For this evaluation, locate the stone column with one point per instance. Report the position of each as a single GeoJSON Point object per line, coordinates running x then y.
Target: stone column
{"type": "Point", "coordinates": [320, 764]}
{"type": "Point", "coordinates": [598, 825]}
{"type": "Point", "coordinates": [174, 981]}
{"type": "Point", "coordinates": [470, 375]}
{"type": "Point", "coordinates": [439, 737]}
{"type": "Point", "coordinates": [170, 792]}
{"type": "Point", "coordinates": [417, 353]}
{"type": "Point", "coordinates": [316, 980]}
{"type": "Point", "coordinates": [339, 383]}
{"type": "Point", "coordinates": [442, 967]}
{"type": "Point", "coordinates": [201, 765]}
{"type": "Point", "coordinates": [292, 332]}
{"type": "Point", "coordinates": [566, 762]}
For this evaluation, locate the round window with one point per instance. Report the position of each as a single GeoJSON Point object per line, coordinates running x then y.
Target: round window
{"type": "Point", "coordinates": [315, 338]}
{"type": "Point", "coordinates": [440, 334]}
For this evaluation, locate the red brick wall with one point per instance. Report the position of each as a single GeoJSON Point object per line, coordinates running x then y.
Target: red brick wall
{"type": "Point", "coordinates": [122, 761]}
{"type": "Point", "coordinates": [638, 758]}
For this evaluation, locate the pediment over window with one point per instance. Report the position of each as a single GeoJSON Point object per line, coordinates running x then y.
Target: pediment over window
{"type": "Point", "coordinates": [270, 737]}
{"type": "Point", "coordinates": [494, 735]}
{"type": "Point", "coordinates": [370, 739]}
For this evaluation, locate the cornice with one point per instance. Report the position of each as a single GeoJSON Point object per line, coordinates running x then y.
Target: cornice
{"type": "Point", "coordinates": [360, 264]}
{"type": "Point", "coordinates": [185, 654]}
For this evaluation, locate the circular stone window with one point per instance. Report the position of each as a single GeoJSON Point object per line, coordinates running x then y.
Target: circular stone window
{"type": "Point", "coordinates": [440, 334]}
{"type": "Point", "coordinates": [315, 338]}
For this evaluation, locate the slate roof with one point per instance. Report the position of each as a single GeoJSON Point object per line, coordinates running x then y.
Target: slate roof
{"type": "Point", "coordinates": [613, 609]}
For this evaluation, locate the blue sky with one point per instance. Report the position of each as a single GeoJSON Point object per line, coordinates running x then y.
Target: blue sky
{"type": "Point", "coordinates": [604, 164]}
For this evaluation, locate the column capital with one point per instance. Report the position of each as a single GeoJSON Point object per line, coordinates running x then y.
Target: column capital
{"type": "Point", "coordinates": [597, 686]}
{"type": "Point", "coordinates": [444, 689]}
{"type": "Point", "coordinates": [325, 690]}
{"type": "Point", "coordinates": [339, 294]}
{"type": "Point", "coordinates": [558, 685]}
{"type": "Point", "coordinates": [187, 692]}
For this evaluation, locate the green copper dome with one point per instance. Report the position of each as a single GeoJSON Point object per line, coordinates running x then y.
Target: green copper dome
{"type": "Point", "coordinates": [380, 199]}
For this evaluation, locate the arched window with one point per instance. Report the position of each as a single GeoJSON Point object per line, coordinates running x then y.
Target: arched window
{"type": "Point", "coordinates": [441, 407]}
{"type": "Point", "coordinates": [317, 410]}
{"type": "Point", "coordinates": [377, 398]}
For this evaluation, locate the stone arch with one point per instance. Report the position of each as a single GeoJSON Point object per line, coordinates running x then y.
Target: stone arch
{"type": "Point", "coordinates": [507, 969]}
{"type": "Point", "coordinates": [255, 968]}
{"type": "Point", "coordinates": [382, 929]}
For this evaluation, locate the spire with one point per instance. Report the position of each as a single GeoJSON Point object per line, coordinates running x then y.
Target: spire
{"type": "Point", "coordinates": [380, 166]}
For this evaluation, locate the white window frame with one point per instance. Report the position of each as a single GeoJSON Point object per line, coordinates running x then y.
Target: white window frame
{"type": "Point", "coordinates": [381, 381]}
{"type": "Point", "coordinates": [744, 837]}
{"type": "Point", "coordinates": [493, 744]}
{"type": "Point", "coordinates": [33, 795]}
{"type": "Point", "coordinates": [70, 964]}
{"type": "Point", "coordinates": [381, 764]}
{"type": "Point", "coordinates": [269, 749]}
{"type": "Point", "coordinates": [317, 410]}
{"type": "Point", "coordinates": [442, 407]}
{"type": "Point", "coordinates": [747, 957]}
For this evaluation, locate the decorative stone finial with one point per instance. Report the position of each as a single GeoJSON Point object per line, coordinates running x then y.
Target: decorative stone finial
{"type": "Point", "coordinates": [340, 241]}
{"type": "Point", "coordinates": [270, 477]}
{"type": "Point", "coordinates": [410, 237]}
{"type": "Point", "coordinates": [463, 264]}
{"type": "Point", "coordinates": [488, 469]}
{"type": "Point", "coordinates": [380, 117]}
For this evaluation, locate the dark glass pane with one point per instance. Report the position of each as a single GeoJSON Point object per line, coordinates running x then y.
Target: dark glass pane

• _EXERCISE OBJECTIVE_:
Swap "glass pane" for "window pane" in the entries starting at the line that contains "For this evaluation, locate the dark" and ending at the end of the entries. Reproduce only those lines, with everything else unchanged.

• _OUTPUT OF THE TASK_:
For this evaluation, locate the dark window pane with one point per instance. Report the position of each as a single GeoJSON Point object per line, coordinates running x then y.
Target: dark window pane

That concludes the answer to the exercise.